▸ REQUIRED WORK: When a line of the entries contains the word "range", report that line.

START ENTRIES PROVIDED

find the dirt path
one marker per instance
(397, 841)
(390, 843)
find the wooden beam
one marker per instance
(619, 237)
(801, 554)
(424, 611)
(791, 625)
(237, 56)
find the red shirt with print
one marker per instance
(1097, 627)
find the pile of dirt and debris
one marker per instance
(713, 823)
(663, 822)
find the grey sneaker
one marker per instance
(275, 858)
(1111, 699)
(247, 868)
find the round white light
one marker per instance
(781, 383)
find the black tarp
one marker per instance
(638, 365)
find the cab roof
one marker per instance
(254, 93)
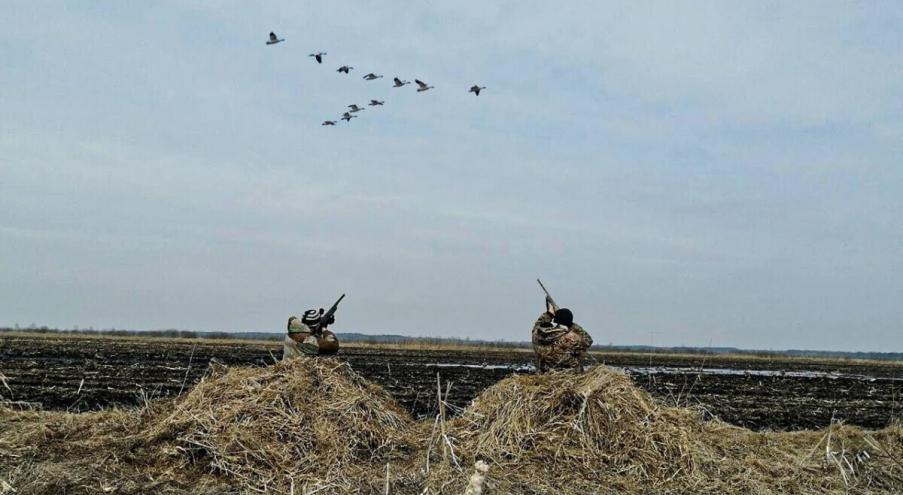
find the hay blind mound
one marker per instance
(314, 425)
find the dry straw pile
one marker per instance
(314, 426)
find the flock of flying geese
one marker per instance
(346, 69)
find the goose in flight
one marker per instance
(423, 85)
(274, 39)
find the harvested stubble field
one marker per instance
(316, 426)
(62, 372)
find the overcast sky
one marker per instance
(696, 173)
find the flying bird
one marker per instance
(423, 85)
(274, 39)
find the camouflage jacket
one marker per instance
(558, 346)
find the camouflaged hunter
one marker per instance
(558, 342)
(309, 336)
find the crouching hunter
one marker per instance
(558, 342)
(309, 336)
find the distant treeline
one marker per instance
(429, 341)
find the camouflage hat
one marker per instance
(312, 317)
(563, 317)
(310, 346)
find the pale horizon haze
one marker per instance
(678, 173)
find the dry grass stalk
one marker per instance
(314, 426)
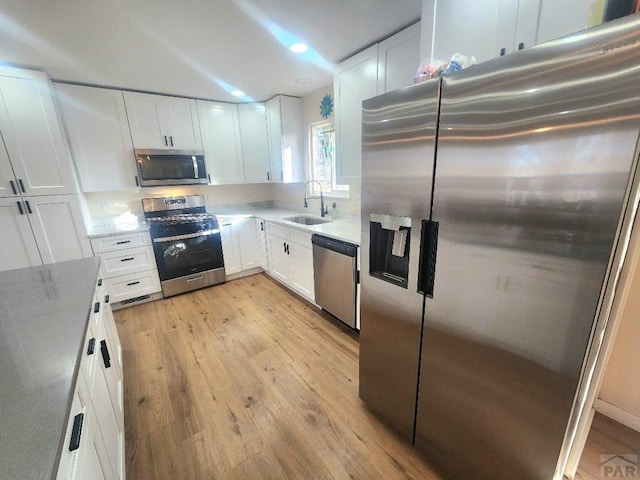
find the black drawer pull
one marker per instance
(76, 432)
(106, 358)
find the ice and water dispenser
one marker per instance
(389, 244)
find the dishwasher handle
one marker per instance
(340, 246)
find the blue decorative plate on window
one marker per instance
(326, 106)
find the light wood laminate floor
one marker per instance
(245, 380)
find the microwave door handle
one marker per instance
(195, 166)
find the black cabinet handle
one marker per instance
(106, 358)
(91, 347)
(428, 250)
(76, 432)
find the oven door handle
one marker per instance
(204, 233)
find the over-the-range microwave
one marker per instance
(170, 167)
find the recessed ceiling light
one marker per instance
(299, 47)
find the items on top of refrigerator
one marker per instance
(436, 68)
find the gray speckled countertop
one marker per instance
(43, 319)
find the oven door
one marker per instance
(183, 255)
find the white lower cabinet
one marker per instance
(44, 229)
(291, 258)
(94, 441)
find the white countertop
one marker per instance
(340, 229)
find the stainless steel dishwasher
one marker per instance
(335, 277)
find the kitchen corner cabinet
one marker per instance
(99, 137)
(254, 139)
(163, 122)
(291, 258)
(286, 137)
(398, 59)
(36, 160)
(355, 80)
(43, 229)
(221, 142)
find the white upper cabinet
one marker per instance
(254, 139)
(286, 138)
(398, 59)
(99, 137)
(57, 226)
(162, 122)
(355, 80)
(19, 249)
(221, 141)
(32, 135)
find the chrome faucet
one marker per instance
(324, 211)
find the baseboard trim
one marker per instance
(619, 415)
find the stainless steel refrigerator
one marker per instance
(491, 209)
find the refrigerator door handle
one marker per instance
(428, 250)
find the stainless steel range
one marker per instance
(186, 243)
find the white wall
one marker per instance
(292, 195)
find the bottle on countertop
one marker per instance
(334, 211)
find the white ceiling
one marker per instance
(191, 47)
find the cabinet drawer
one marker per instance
(298, 236)
(277, 230)
(118, 242)
(134, 285)
(131, 260)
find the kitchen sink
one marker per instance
(307, 220)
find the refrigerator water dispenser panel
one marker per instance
(390, 241)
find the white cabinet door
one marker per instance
(274, 123)
(468, 27)
(278, 257)
(8, 184)
(230, 249)
(562, 18)
(398, 59)
(221, 141)
(181, 119)
(301, 269)
(255, 142)
(261, 231)
(58, 228)
(32, 134)
(248, 242)
(145, 120)
(99, 137)
(356, 79)
(19, 248)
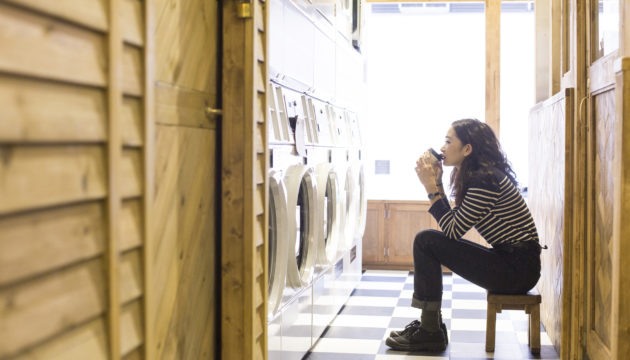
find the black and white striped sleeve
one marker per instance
(477, 204)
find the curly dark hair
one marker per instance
(484, 160)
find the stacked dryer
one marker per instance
(316, 219)
(316, 214)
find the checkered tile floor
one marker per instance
(381, 303)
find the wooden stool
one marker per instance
(529, 302)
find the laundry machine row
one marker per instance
(317, 211)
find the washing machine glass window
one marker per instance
(301, 219)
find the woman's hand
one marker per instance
(429, 174)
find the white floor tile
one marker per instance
(295, 343)
(409, 312)
(361, 321)
(479, 325)
(374, 285)
(347, 346)
(406, 294)
(372, 301)
(469, 304)
(408, 357)
(468, 288)
(544, 338)
(393, 273)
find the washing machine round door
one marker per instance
(328, 198)
(278, 245)
(302, 218)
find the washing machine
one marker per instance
(292, 322)
(325, 303)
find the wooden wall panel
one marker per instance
(130, 276)
(35, 243)
(405, 221)
(87, 341)
(91, 13)
(35, 111)
(131, 122)
(600, 284)
(130, 327)
(49, 305)
(132, 71)
(131, 220)
(621, 240)
(40, 46)
(64, 174)
(373, 236)
(183, 107)
(185, 260)
(186, 50)
(131, 173)
(548, 126)
(132, 22)
(136, 354)
(41, 176)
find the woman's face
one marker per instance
(453, 150)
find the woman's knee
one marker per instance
(425, 238)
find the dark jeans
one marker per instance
(506, 270)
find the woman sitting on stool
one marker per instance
(486, 196)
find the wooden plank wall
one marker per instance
(184, 287)
(244, 195)
(621, 241)
(550, 125)
(74, 154)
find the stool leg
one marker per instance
(534, 329)
(491, 319)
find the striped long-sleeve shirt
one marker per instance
(499, 213)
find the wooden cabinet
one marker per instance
(391, 227)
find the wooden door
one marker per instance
(601, 192)
(185, 259)
(374, 235)
(405, 220)
(244, 185)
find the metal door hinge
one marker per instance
(211, 112)
(244, 9)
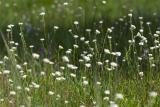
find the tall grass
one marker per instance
(90, 66)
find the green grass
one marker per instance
(63, 60)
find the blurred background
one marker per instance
(63, 13)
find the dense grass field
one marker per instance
(79, 53)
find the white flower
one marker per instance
(76, 22)
(12, 93)
(107, 92)
(46, 60)
(133, 27)
(99, 63)
(73, 67)
(141, 74)
(107, 51)
(73, 75)
(119, 96)
(60, 47)
(106, 98)
(97, 31)
(113, 64)
(103, 2)
(65, 59)
(6, 71)
(153, 94)
(86, 58)
(50, 93)
(130, 14)
(65, 3)
(88, 65)
(42, 13)
(113, 105)
(85, 82)
(118, 53)
(35, 56)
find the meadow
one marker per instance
(79, 53)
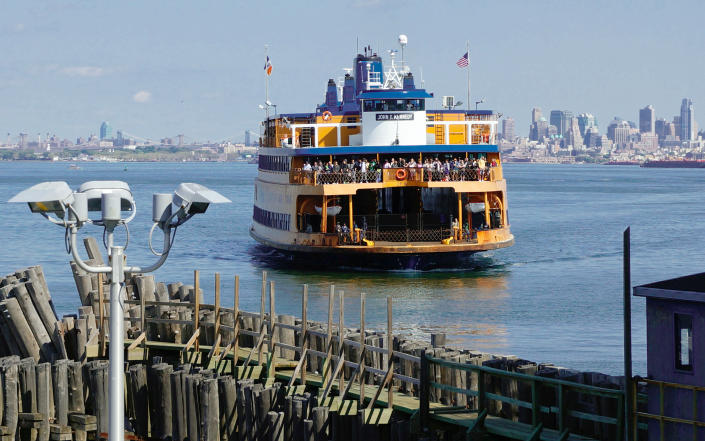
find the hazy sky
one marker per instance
(160, 68)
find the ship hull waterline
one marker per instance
(397, 257)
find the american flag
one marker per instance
(268, 66)
(464, 61)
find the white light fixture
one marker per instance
(111, 199)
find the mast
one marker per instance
(266, 85)
(468, 52)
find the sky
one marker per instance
(161, 68)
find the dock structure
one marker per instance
(217, 372)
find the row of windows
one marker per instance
(274, 163)
(393, 105)
(271, 219)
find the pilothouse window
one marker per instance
(394, 105)
(684, 342)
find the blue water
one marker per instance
(555, 296)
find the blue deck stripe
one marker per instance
(396, 149)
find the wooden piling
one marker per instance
(192, 408)
(139, 398)
(227, 394)
(60, 381)
(361, 360)
(10, 396)
(210, 410)
(275, 422)
(13, 316)
(98, 377)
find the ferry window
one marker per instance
(684, 341)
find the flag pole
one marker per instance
(468, 52)
(266, 85)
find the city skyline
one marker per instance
(198, 70)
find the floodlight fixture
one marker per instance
(111, 199)
(195, 198)
(94, 191)
(46, 198)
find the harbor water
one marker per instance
(555, 296)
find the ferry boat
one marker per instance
(375, 178)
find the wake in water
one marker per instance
(264, 256)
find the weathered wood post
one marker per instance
(160, 400)
(192, 414)
(210, 418)
(227, 394)
(196, 308)
(101, 311)
(44, 402)
(272, 314)
(275, 422)
(327, 366)
(61, 393)
(139, 397)
(341, 337)
(361, 375)
(236, 322)
(629, 404)
(390, 348)
(216, 319)
(304, 334)
(424, 391)
(98, 374)
(261, 313)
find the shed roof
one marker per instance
(687, 288)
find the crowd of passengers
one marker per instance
(435, 170)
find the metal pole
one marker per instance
(117, 346)
(467, 47)
(627, 338)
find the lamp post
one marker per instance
(56, 202)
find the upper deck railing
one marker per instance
(408, 175)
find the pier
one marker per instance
(213, 371)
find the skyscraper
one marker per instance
(660, 128)
(562, 120)
(687, 121)
(585, 121)
(647, 119)
(106, 131)
(508, 129)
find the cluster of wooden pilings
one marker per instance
(211, 371)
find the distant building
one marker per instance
(622, 133)
(552, 131)
(106, 130)
(508, 129)
(687, 121)
(250, 137)
(648, 141)
(660, 128)
(647, 120)
(585, 121)
(573, 136)
(592, 137)
(562, 120)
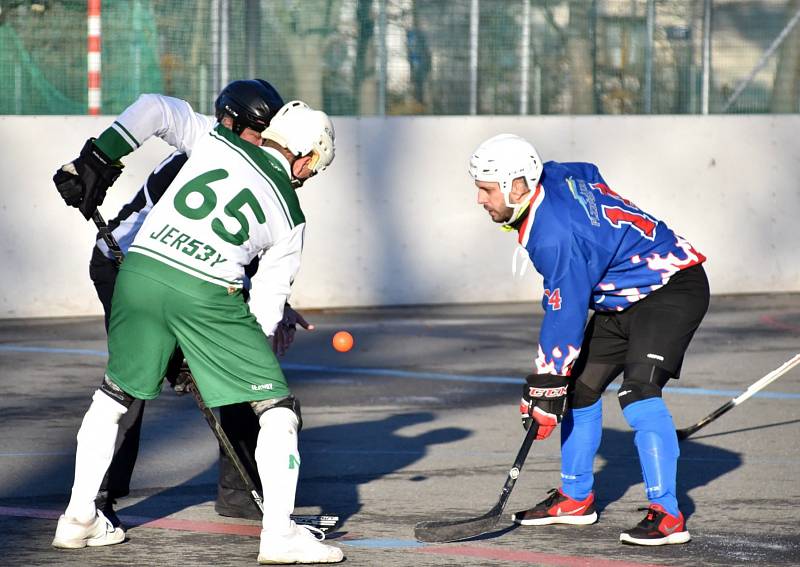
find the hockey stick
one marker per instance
(323, 522)
(442, 531)
(755, 387)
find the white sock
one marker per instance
(278, 464)
(96, 439)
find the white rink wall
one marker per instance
(394, 220)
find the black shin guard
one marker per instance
(116, 393)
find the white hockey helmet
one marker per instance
(302, 130)
(503, 158)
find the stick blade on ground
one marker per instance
(443, 531)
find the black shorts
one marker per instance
(655, 330)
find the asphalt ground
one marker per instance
(419, 421)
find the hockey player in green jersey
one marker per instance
(180, 285)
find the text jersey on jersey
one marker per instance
(595, 250)
(230, 201)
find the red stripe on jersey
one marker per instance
(528, 219)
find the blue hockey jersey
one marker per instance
(596, 251)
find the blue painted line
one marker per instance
(388, 372)
(403, 374)
(381, 543)
(15, 348)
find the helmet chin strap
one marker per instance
(518, 209)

END ENTRIES PROVIDED

▸ SOLUTION FOR THIS TASK:
find the over-the-range microwave
find the stainless steel range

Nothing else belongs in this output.